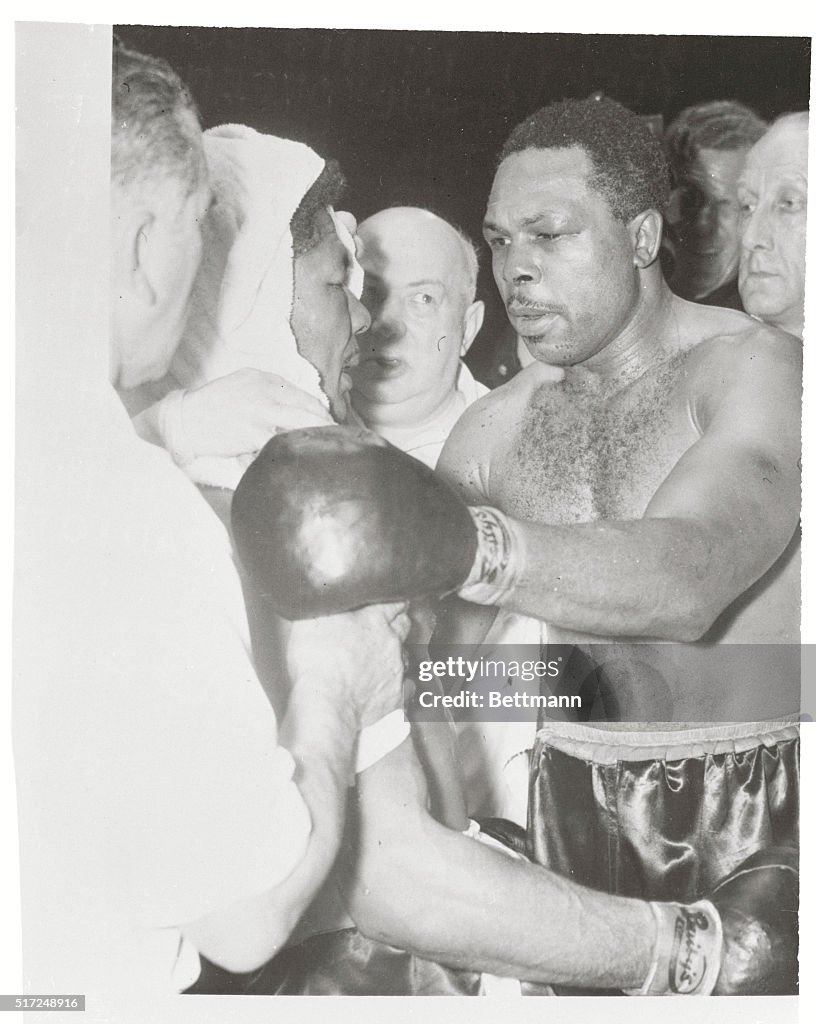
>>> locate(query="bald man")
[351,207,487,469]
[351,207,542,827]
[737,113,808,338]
--
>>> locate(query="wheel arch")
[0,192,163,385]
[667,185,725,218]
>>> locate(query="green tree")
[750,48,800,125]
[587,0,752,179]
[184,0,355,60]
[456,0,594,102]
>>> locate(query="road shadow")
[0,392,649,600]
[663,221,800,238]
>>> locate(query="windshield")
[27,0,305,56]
* * *
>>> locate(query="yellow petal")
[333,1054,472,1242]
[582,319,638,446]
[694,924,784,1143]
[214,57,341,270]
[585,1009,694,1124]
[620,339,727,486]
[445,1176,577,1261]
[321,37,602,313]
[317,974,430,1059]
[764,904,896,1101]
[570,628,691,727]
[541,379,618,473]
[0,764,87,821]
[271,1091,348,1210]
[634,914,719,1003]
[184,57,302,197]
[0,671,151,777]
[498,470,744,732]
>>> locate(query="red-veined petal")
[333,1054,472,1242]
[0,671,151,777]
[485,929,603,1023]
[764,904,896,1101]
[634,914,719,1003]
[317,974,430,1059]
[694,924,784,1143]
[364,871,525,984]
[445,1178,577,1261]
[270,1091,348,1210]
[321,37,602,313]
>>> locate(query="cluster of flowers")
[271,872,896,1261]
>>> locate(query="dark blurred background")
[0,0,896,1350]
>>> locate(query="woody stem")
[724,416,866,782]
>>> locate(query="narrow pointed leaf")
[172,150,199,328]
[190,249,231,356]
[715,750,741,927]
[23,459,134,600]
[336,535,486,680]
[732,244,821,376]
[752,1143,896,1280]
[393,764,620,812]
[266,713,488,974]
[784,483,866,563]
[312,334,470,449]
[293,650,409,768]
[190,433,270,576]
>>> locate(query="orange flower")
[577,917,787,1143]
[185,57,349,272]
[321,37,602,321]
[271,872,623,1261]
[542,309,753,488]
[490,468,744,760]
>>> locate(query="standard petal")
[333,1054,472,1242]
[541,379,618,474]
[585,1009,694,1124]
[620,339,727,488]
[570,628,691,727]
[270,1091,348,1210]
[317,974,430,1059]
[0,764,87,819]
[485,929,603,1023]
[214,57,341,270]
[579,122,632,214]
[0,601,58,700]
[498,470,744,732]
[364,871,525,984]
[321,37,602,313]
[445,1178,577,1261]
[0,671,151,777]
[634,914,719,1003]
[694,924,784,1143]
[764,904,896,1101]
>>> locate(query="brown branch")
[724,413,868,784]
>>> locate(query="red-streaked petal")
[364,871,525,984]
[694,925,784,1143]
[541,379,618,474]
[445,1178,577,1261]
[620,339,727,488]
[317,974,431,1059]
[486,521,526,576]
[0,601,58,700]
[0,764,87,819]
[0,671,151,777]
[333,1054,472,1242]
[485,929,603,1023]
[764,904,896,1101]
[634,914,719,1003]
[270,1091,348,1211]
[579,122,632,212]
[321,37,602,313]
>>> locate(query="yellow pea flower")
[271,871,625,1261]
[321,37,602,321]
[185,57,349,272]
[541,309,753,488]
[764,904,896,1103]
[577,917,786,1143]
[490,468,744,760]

Problem to solve — Pick out and copy every line of the records above that contains the word "petal".

Reply to the task —
>>> locate(query="yellow petal")
>>> locate(query="red-veined petal")
>>> locate(query="standard petal")
>>> locate(query="red-streaked petal")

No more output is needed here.